RECORDS FOR THIS EXERCISE:

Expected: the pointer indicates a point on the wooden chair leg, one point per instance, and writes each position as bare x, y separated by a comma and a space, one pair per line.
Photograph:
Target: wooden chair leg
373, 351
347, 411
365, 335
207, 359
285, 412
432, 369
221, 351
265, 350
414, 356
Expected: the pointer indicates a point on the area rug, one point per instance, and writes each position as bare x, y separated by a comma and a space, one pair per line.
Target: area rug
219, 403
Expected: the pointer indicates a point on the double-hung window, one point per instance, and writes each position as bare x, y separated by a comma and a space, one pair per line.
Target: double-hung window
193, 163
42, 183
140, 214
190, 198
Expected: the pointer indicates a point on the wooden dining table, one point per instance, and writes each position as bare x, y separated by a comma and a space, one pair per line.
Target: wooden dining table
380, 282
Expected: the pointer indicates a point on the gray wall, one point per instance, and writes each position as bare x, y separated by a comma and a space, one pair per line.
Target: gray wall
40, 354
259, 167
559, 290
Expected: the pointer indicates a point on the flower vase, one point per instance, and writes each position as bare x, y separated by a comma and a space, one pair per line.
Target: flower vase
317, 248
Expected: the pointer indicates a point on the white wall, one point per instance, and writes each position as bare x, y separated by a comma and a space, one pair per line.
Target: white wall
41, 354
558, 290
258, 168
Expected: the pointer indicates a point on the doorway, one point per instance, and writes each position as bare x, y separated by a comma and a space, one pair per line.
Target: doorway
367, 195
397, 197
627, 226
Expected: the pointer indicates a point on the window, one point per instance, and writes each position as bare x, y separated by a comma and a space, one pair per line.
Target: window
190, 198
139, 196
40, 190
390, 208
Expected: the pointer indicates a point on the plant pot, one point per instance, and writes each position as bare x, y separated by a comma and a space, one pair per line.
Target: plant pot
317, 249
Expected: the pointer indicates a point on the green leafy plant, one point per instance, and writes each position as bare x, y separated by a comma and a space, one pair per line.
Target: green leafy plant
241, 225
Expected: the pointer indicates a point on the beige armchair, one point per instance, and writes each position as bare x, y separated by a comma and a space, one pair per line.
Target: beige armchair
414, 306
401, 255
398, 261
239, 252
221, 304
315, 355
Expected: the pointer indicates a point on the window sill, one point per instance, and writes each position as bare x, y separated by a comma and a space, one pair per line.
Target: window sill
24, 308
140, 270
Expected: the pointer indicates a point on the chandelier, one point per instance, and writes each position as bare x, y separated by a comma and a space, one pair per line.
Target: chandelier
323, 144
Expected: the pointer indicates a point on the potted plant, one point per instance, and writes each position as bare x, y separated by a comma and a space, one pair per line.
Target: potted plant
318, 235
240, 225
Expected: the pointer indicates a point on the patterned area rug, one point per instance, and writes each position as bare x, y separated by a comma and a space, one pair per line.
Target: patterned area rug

GIVEN INSTRUCTION: Exactly and only the lines from the one containing "Expected: the pointer indicates a point on the white" through the end of the material are to be reproduced, both ends included.

ANSWER TO THE TASK:
Expected: the pointer indicates a point on the white wall, one point per instance, and writes each position as bare x, y separated by a comma and a space, one pair per line.
Target: white wall
41, 354
558, 290
258, 168
Expected: the pointer indicates a point on the doorway, one point per instance, and writes each position as bare x, y separated by a comma and a space, one pair per line.
Target: doorway
367, 195
397, 197
627, 226
Expected: the pointer indicates a point on the window, one point per instance, and writes each position as bare x, y separated by a comma and a space, one pair per line.
Target: window
190, 198
139, 196
40, 190
390, 208
Expected: the pointer indicates a point on the plant pot, one point per instance, and writes each position as bare x, y separated by a comma and a space, one pair per line.
Target: plant pot
317, 249
Expected: the pointer indicates a point on the green leafy plant, one point per instance, and writes each position as bare x, y separated by a comma and a space, one pair per line.
Target: green leafy plant
241, 225
Expected: the pointer indicates a point on the beige armchair, one point per instance, and writes each position as bare x, y separated by a comma and a space, one pair per line.
Target: beige armchair
414, 306
401, 255
398, 261
239, 252
221, 304
315, 355
Expected: the pointer indicates a point on the window sill, one point per instance, and writes each position as bare x, y separated by a comma and a space, one pair per line.
Target: window sill
24, 308
140, 270
Expected: the pointer indicates a point on the chandelier, one point per instance, and writes each position as bare x, y separated by a comma and a space, one pair per line.
Target: chandelier
323, 144
Expected: the pointer indicates a point on the potted plant, one point per instance, and writes each position as bare x, y separated by a comma and a space, one pair per line.
Target: potted plant
318, 235
240, 225
Expected: the pointer indicates a point on the patterned area rug, one point per instance, and writes each position as bare x, y separated by a comma and a space, one pair per line.
Target: patterned area rug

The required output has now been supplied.